⟨
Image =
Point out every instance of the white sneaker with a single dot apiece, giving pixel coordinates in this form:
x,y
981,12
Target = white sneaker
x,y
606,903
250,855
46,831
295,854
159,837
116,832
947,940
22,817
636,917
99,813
⟩
⟨
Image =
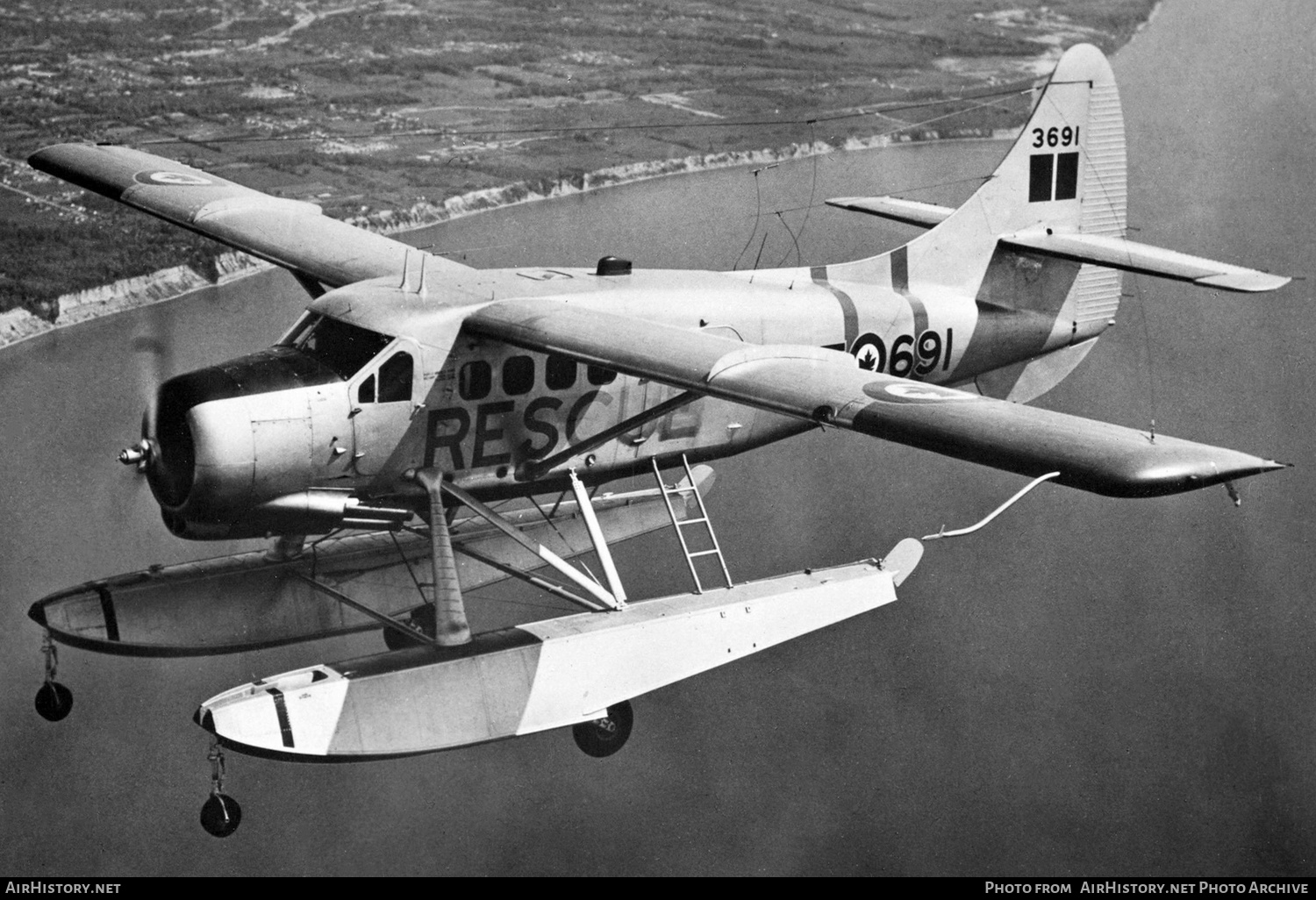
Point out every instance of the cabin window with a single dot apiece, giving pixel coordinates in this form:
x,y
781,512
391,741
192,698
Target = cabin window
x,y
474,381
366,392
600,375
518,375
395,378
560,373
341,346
⟩
Gather every line in the items above that contains the string "cabin", treating uppercase and lowercase as distinct.

Point out every instance of the cabin window with a single dot apiece, giving pixel coordinates in this form:
Target = cabin window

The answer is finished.